• **Task**: The answer must consist of the records below, repeated exactly.

• **Information provided**:
───

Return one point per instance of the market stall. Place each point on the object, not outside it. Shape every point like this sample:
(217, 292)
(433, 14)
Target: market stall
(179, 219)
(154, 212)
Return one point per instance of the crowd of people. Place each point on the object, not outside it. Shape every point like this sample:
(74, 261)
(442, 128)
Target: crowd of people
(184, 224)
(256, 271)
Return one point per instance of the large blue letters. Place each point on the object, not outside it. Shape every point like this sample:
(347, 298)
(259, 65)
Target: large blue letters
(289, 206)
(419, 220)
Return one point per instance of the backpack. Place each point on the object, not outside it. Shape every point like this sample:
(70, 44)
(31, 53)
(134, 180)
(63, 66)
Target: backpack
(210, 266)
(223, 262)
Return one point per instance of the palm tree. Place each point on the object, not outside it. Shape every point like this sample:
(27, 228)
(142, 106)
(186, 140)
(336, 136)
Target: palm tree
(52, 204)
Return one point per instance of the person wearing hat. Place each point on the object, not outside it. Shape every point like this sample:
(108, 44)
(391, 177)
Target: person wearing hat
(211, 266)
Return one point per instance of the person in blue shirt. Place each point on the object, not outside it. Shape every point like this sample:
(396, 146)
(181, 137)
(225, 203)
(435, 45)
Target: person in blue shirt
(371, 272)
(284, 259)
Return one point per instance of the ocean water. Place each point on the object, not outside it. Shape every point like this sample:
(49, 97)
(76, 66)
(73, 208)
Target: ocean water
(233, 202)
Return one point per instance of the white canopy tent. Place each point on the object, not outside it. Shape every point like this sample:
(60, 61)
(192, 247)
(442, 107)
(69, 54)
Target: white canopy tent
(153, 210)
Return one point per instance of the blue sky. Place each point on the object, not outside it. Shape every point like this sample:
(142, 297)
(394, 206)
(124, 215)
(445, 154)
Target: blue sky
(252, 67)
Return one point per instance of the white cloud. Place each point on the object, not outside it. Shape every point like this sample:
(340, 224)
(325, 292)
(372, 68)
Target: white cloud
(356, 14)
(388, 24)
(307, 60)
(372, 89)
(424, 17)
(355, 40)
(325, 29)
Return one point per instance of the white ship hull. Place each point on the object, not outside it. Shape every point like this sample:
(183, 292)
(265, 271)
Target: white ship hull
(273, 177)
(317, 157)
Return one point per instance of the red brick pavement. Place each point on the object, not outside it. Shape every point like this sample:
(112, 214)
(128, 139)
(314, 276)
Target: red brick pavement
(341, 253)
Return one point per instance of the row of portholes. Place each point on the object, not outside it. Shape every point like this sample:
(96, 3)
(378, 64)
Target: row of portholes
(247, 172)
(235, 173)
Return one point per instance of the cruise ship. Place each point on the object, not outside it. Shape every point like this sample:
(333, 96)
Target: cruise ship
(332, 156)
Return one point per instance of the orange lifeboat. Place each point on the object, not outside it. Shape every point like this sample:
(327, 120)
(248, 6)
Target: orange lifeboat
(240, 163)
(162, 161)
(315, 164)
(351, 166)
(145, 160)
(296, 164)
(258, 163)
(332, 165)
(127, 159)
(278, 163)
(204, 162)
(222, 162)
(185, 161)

───

• **Solution for this exercise**:
Return one point per instance of the market stall. Place each point on the object, not outside it. Shape every point like this sample:
(217, 292)
(433, 14)
Target: market stall
(179, 219)
(154, 212)
Return one point per instance of the crowd of people. Place each point on the object, not outside it. Shape every point like this sample:
(74, 261)
(442, 128)
Target: crowd of people
(184, 224)
(256, 271)
Return one point per instance of the large blue letters. Place each point on the object, not outside it. Shape every point like this sample:
(347, 298)
(259, 65)
Target: large blue letters
(289, 206)
(419, 220)
Return one point per instance of the backpack. Place each point on the object, not outside it. Shape every point like this sample:
(70, 44)
(31, 53)
(134, 180)
(63, 66)
Target: backpack
(210, 266)
(223, 262)
Return one point per instance of the palm tree. Place each point on the object, not outside it. Shape every point like this sample:
(27, 228)
(142, 106)
(186, 140)
(336, 136)
Target: palm tree
(52, 204)
Return one point per instance of the person wearing hat. Place each point on the object, not outside it. Shape every point like this sample:
(108, 44)
(391, 177)
Target: person wearing hat
(211, 266)
Return one point per instance of the person in blue shirt. Place each point on the object, not outside it. Shape every point like this sample:
(396, 146)
(181, 137)
(225, 203)
(435, 45)
Target: person in blue shirt
(371, 272)
(284, 259)
Return one point per instance of the ocean water. Place each point on the object, not outside it. Shape every point like this sample:
(49, 97)
(76, 66)
(73, 208)
Target: ocean water
(233, 202)
Return one point per instance of the white canopy tent. Place each point on the object, not outside it. Shape every point like this sample:
(60, 61)
(192, 247)
(442, 107)
(69, 54)
Target: white canopy tent
(153, 210)
Return one point per instance of the blue sky. Place each point on the object, not outside it. Shape every point like this sample:
(142, 297)
(394, 206)
(124, 215)
(445, 154)
Target: blue sky
(252, 67)
Return one point per instance of the white cloud. Place each point on the object, not outside it. Shape every point like this sample:
(340, 224)
(325, 292)
(372, 68)
Target: white cloud
(356, 14)
(388, 24)
(307, 60)
(372, 89)
(424, 17)
(355, 40)
(325, 29)
Return one point per instance of the white ship hull. Place each point on the object, not outside it. Shape every point like this sample:
(183, 292)
(265, 271)
Target: white ship hull
(273, 177)
(317, 157)
Return one point per instance of the red brick pavement. Place each point on the object, not outside it. Shape every point like this sample:
(112, 214)
(128, 139)
(314, 276)
Target: red brick pavement
(341, 253)
Return one point per instance of the row of portholes. Place each point on the object, not outside it. Shape every point like this sample:
(96, 3)
(378, 64)
Target: row of portholes
(247, 172)
(235, 173)
Return one point per instance of the cruise ship. Place each point on the object, not outside it. Shape every point like this sample:
(333, 96)
Target: cruise ship
(332, 156)
Return one point per instance of the orange lifeboat. Place each point on the object, not outside it. Shape every point like this sample:
(327, 120)
(248, 6)
Target: orange lifeboat
(240, 163)
(162, 161)
(315, 164)
(351, 166)
(145, 160)
(296, 164)
(258, 163)
(332, 165)
(127, 159)
(278, 163)
(204, 162)
(222, 162)
(185, 161)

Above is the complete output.